Image location labeling entries:
⟨

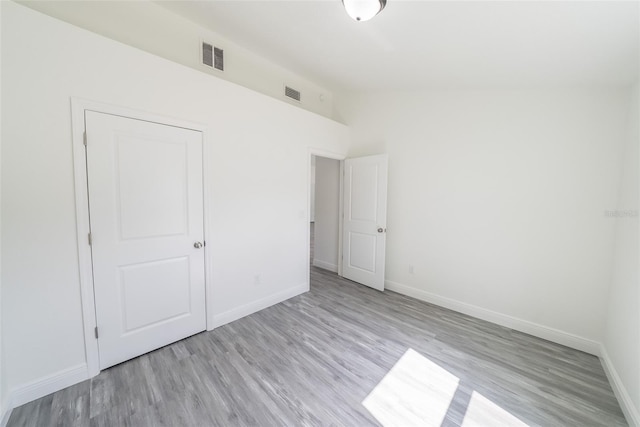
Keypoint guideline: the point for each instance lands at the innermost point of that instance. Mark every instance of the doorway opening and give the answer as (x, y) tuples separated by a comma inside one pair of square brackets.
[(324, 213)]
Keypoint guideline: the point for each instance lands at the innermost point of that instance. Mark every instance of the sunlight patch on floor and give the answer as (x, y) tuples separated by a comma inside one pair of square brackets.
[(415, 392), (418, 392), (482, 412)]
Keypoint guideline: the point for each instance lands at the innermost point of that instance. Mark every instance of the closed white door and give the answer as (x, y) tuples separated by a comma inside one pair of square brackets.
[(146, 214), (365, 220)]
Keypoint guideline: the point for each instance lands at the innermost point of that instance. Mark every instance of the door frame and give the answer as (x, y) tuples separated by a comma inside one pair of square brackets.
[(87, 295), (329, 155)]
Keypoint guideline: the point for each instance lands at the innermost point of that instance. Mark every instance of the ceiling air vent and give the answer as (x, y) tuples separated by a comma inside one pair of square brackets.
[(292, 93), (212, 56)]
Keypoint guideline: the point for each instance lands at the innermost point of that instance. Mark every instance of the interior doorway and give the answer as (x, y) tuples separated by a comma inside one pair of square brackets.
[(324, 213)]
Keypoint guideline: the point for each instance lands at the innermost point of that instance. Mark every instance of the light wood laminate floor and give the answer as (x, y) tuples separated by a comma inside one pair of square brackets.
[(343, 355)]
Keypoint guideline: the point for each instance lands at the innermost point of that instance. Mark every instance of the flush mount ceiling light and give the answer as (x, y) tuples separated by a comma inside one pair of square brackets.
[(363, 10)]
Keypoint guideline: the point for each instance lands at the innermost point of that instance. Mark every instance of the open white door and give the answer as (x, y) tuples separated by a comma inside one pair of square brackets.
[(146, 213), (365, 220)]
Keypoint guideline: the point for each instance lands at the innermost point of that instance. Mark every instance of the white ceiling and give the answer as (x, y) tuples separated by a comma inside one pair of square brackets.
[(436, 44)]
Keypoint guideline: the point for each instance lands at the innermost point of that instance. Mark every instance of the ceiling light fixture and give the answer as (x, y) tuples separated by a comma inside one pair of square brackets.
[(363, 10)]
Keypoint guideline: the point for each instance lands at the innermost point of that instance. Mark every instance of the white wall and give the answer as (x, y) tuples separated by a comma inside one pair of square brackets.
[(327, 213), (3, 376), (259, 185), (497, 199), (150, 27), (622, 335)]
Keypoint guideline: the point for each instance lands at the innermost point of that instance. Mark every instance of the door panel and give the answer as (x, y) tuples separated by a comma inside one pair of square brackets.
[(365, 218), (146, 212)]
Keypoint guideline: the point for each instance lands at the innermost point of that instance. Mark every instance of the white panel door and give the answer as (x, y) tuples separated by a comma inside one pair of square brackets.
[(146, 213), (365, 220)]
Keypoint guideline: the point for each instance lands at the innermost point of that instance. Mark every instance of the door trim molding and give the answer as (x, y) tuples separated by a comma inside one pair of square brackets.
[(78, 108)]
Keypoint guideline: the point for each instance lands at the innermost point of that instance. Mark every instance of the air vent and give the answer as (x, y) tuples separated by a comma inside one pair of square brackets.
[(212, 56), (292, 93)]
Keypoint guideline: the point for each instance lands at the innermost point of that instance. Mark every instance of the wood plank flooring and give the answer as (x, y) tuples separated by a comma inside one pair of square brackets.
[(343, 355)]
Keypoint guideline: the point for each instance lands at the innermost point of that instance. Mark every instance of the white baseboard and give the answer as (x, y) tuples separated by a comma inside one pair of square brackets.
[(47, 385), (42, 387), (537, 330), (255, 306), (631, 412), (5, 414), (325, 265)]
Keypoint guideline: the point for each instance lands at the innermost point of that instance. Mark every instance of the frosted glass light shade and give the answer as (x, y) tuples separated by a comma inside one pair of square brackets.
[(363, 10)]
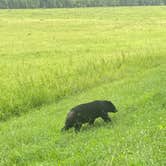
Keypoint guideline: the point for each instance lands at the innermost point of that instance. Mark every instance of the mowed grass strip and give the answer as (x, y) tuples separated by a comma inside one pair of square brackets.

⟩

■ Requirements: Convert all of the records above into a JSON list of strings, one string for each line, with blank lines dropped. Leave the pictures out.

■ Task result:
[
  "Keypoint guideline: the point for each instance lands at the innermost point of that instance. Mark every instance of the doorway opening and give the answer as (x, y) tuples separated by a comma inside one pair of square brackets.",
  "[(324, 213)]",
  "Keypoint guideline: the point for each instance lands at the innermost point of that instance. Mark every instance of the sunlight patch on floor and give the answer as (x, y) tuples separated by a comma inside one pair of square brackets.",
  "[(415, 392), (418, 392), (482, 412)]",
  "Keypoint guideline: the point for each instance lands at the innermost point of that instance. Mark every instance of the closed white door and give the answer as (x, y) tuples separated by a comma inside one pair of square brackets.",
  "[(146, 214), (365, 220)]",
  "Keypoint guideline: the point for each instance lands at the innermost point of that instance. Mark every instance of the door frame and give the answer as (x, y) tuples separated by a comma inside one pair of square brackets.",
  "[(87, 295), (329, 155)]",
  "Keypoint guideline: the point for each instance lands at the innermost point of that instance. Mark every instance of the ceiling air vent and give the answer as (x, y) tuples separated by a comma inside one pair of square brackets.",
  "[(292, 93), (212, 56)]",
  "Keypoint guideline: the point for each instance lands at the innermost point of that instance. Mark every instance of the interior doorway and give the answer as (x, y) tuples separated by a comma inside one pair of square brackets.",
  "[(324, 213)]",
  "Keypoint guideline: the point for each instance lands at the innermost point of that instance. Mark every instance of the light wood laminate floor and give the answer as (x, y) tuples separated by a comma inside one pair of square brackets.",
  "[(343, 355)]",
  "Keypoint guideline: the point for each instance lands at the innermost point of that instance. Mark every instance of the flush mount ceiling light and give the answer as (x, y) tuples separated by a comma inside one pair of square brackets.",
  "[(363, 10)]",
  "Keypoint guideline: the point for each instance lands at the innermost point of that instance. Mark every instance of the open white door and give the answer as (x, y) tuples separated by a comma inside one pair of square brackets.",
  "[(146, 213), (365, 220)]",
  "Keypoint guideline: the point for each instance lands at the innermost point of that instance. Mark every instance of the white ceiling and give the answer as (x, y) tuples separated by a comma inside one pair of square brackets.",
  "[(436, 44)]",
  "Keypoint guideline: the point for each instance lands at the innermost point of that instance. Mark every instance of the ceiling light fixture and give the answer as (x, y) tuples separated by a comma inside one pair of square brackets.",
  "[(363, 10)]",
  "Keypoint guideline: the point for each instance lands at the innermost point of that instance. Mark every instance of the white wall and give the answer as (x, y) tuples separated by a comma inside one pair of square brackets.",
  "[(327, 213), (3, 376), (259, 185), (497, 199), (150, 27), (622, 335)]",
  "Keypoint guideline: the point for each instance lands at the innermost point of that instance. Mark every instance of the door panel and give the answer as (x, y) tuples separated by a comma inside one pair of square brackets.",
  "[(365, 218), (146, 212)]",
  "Keypoint guideline: the point for each instance lands at the innermost point of that instance. Mark every instance of the white panel door and give the answer as (x, y) tuples separated by a comma inside one pair of square brackets.",
  "[(146, 213), (365, 220)]",
  "Keypoint guideline: the point for each instance lands at the innermost point of that instance. Mark every instance of the door trim molding and give the answer as (x, y) tuples separated by a comma inside one pair of square brackets.",
  "[(78, 108)]",
  "Keypoint guideline: the point for each instance lands at the innermost point of that instance. Mark every instance of the air vent and give the answer as (x, y) tuples separated by a comma inside one pair of square brackets.",
  "[(212, 56), (292, 93)]",
  "Keypoint guideline: the point for each instance lands at the innermost point of that instance. Mark every instance of the wood plank flooring and give the answer as (x, y) tuples separated by a comma inside one pair of square brackets.",
  "[(343, 355)]",
  "Keypoint guideline: the point for each instance lands at the innermost point of that instance. Mark every instance of the white baseboard and give the answer as (x, y) tuples separated by a comma inside one pair of square brackets.",
  "[(47, 385), (42, 387), (537, 330), (255, 306), (631, 412), (5, 414), (325, 265)]",
  "Keypoint guideline: the point for each instance lands at the innermost point of that instance. Mark every instance of the frosted glass light shade and give the answer as (x, y) tuples separated by a comma inside one pair of square brackets.",
  "[(363, 10)]",
  "Keypoint guideline: the point for each instance lands at the innermost point of that instance. Mark every instance of the mowed grass strip and give the answer as (x, y) tuples separated by a comma inside one pair of square brackets."
]